These Gluten-Free Peppermint Hot Cocoa Cupcakes from our friend Mary Fran at FrannyCakes will make hearts and tummies happy. As Mary Fran says – cupcakes are therapy!
Author: Mary Fran Wiley, Franny Cakes
- 85 grams (1/4 cup + 3 tablespoons) unsweetened cocoa
- 1½ cups (354 mL) boiling water
- 3 large eggs
- 1½ teaspoons vanilla extract
- ½ teaspoon peppermint extract or 3-5 drops of peppermint oil
- 300 grams (2 cups + 1T) gluten-free all purpose flour* (I like the Pamela’s GF Artisan Blend)
- ½ teaspoon xanthan gum
- 434 grams (2 cups firmly packed) light brown sugar
- 11 grams (2¼ teaspoons) baking powder
- 4 grams (3/4 teaspoon) baking soda
- 5 grams (1/4 teaspoon) salt
- 237 grams (2 sticks) butter, softened
- 8 large egg whites (30g each–total 225g, or 1 cup)
- 400 grams (2 cups) granulated sugar
- 560 grams (5 sticks) of unsalted butter, softened but cool, cut into cubes**
- 30 ml (2 tablespoons) pure vanilla extract
- ¼ tsp salt
- 400 grams (about 2 cups of discs) high quality chocolate
- ½ teaspoon vanilla extract
- ½ teaspoon peppermint extract or 3-5 drops peppermint oil – adjusted for taste.
- Candy cakes or peppermint candies, crushed (optional)
- Whisk together the boiling water and cocoa until smooth. Cool to room temperature.
- Preheat oven to 350 degrees Fahrenheit.
- In a medium bowl, whisk together the eggs, the vanilla, the peppermint and ¼ of the cocoa mixture.
- In the bowl of a stand mixer, combine all the dry ingredients and mix for 30 seconds – just long enough to create a uniform mixture.
- Add the butter and remaining cocoa mixture to the dry ingredients. Mix on low until the dry goods are moistened. Increase the speed to medium and beat for 1½ minutes. Scrape down the sides.

> _Extracted data_:
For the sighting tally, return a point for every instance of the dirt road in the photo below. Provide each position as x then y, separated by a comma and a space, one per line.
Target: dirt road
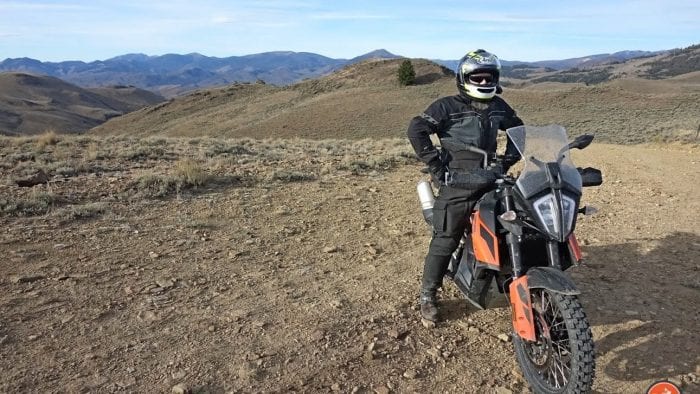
309, 284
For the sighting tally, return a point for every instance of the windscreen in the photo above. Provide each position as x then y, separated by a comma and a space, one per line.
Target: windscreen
543, 144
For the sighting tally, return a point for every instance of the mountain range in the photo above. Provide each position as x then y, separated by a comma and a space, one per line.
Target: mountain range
173, 74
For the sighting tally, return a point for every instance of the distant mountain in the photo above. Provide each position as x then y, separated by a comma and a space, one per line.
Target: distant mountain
578, 62
377, 54
32, 104
173, 74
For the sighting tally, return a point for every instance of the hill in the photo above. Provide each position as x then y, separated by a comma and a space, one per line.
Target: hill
364, 100
173, 74
647, 65
293, 266
31, 104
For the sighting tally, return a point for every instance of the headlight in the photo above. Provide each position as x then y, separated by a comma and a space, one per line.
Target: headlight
548, 212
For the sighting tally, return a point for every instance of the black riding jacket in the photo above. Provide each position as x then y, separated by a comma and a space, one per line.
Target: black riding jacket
457, 121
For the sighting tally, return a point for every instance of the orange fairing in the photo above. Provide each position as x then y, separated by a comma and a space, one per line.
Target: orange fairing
575, 248
521, 307
484, 241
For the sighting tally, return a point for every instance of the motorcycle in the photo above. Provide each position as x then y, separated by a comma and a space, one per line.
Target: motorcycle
520, 243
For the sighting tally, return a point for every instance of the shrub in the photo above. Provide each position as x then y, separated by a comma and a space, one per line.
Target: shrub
48, 138
190, 172
406, 73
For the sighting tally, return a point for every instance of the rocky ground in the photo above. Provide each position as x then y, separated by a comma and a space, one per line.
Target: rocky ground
223, 266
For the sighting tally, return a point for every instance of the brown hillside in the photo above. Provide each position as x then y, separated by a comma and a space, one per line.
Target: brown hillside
32, 104
258, 266
365, 101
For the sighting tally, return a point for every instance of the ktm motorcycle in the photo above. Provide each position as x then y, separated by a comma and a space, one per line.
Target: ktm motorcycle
520, 243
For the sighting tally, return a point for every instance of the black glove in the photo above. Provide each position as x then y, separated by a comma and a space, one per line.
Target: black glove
437, 172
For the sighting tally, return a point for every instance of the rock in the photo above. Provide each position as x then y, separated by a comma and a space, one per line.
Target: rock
336, 304
330, 249
165, 283
318, 335
427, 323
180, 389
37, 179
382, 390
504, 337
26, 278
177, 375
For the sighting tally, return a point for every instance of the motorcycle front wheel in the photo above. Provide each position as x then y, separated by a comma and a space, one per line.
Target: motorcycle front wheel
561, 360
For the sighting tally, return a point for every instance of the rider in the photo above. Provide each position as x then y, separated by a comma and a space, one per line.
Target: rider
472, 117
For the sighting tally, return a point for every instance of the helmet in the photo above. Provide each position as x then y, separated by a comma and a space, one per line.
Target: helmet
477, 75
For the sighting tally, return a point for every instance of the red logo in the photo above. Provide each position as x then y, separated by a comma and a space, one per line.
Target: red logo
664, 387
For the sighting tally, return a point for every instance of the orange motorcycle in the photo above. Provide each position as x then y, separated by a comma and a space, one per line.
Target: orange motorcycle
520, 243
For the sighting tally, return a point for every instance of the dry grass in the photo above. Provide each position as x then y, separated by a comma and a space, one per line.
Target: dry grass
190, 173
49, 137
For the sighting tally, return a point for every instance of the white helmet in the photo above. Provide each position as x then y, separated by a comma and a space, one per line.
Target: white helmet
477, 75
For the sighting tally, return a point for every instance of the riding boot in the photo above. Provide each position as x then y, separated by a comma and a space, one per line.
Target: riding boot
433, 272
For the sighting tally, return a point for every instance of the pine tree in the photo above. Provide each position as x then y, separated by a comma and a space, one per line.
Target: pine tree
407, 75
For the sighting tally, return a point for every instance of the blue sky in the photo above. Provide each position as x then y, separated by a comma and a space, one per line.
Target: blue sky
514, 30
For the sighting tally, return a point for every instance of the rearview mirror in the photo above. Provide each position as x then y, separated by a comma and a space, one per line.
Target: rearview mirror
581, 141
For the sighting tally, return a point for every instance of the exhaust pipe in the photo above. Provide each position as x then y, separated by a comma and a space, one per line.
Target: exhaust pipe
427, 199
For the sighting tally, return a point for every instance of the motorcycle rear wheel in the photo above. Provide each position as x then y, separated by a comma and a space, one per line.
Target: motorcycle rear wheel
561, 360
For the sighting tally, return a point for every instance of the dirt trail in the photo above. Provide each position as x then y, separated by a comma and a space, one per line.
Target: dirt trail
311, 287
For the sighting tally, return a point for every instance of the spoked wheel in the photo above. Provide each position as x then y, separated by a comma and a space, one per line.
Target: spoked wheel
561, 359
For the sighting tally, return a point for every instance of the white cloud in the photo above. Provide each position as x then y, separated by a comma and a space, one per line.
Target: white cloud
28, 6
345, 16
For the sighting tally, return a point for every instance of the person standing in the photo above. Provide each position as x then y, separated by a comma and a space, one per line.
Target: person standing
472, 117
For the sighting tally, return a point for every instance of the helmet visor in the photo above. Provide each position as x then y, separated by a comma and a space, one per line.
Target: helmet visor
481, 79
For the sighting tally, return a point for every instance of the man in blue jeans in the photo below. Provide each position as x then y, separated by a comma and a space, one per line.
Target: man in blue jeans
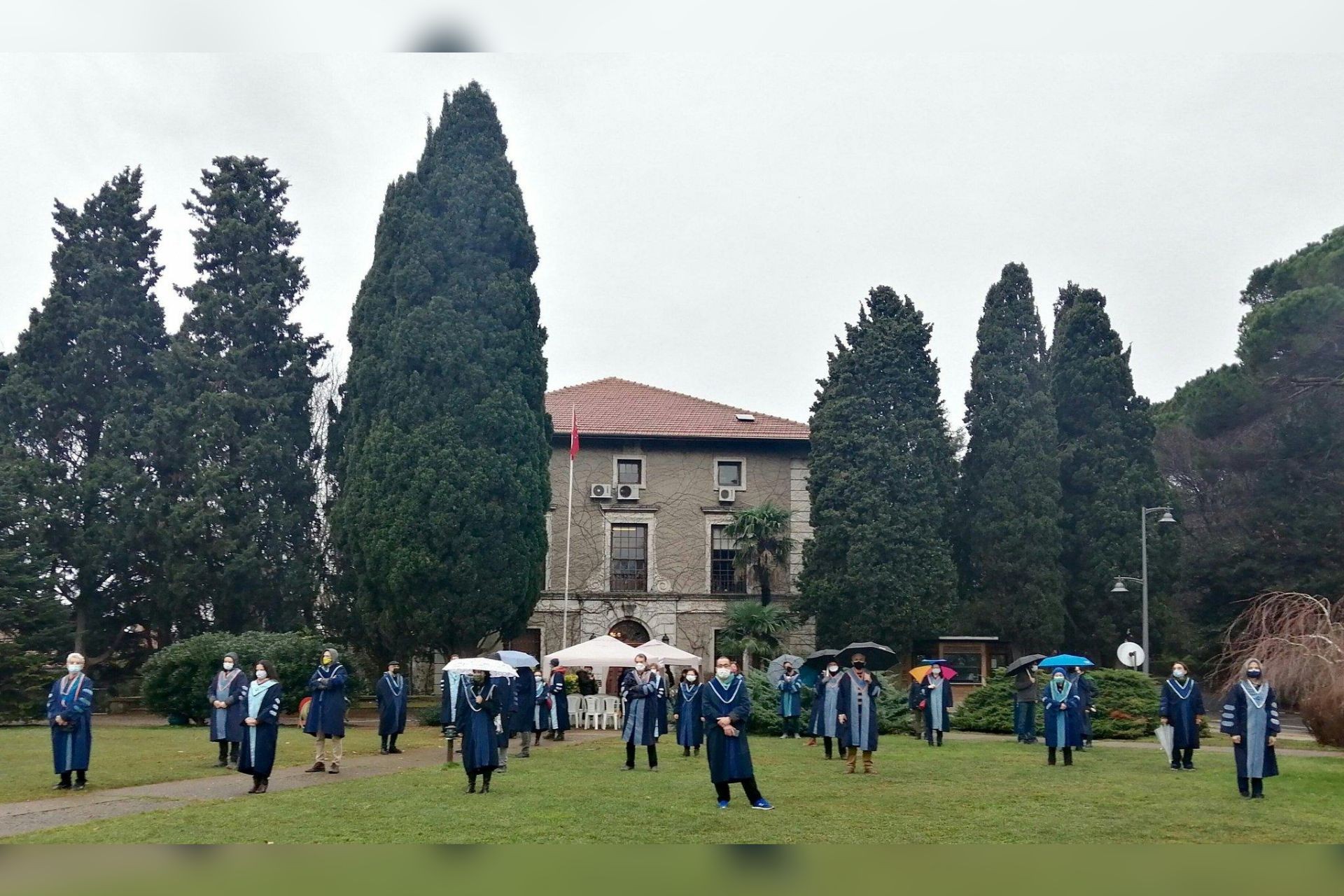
1026, 696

> _Work to complete_:
1. Answer these questions from the cupcake recipe:
(a) To what temperature should the oven be preheated?
(b) How many large egg whites are called for?
(c) After the speed is increased to medium, how long should the batter be beaten?
2. In the cupcake recipe, list every ingredient line whose amount is given only in teaspoons, with no gram or milliliter figure.
3. Proceed with the cupcake recipe, writing the next steps of the method after "Scrape down the sides."
The items are separate material, unrelated to the cupcake recipe.

> _Outputs for the tasks_:
1.
(a) 350 degrees Fahrenheit
(b) 8
(c) 1½ minutes

2.
- 1½ teaspoons vanilla extract
- ½ teaspoon peppermint extract or 3-5 drops of peppermint oil
- ½ teaspoon xanthan gum
- ¼ tsp salt
- ½ teaspoon vanilla extract
- ½ teaspoon peppermint extract or 3-5 drops peppermint oil, adjusted for taste

3.
- Add the egg mixture in 3 parts, mixing for 30 seconds on medium after each addition and scraping down the sides.
- Fill the cupcake tins ? full and bake for 15-20 minutes. Cakes are done when they bounce back after being tapped gently with a finger or a tester comes out clean.
- Cool in the pan for 5 minutes and then move to a cooling rack until completely cool.
- While the cakes cool, make the frosting.
- Combine the egg whites and sugar in a small pot until they reach 140 degrees fahrenheit.
- Transfer to a clean stand mixer bowl. Using the whisk attachment, beat until light and fluffy (soft peaks).
- Switch to the paddle attachment and add the butter one chunk at a time until it is all combined.
- Melt the chocolate in the microwave on half power, heating it first for 30 seconds, and then in 15 second intervals after that, always stirring after each burst of heat. Once melted, let the chocolate cool so that it is still melted but just warm, not hot – you don’t want it hot so that it melts the butter, and then add it to your frosting, beating and scraping down the sides so you have a velvety and evenly mixed buttercream.
- When completely cool, pipe a generous swirl of chocolate peppermint swiss merengue buttercream on each cupcake.
- Top with crushed peppermint candies or edible glitter for something extra special.
**I prefer to use Plugra butter (or other high-butterfat) butter in my buttercream. You can really taste a difference, but the best butter you have on hand will work just fine.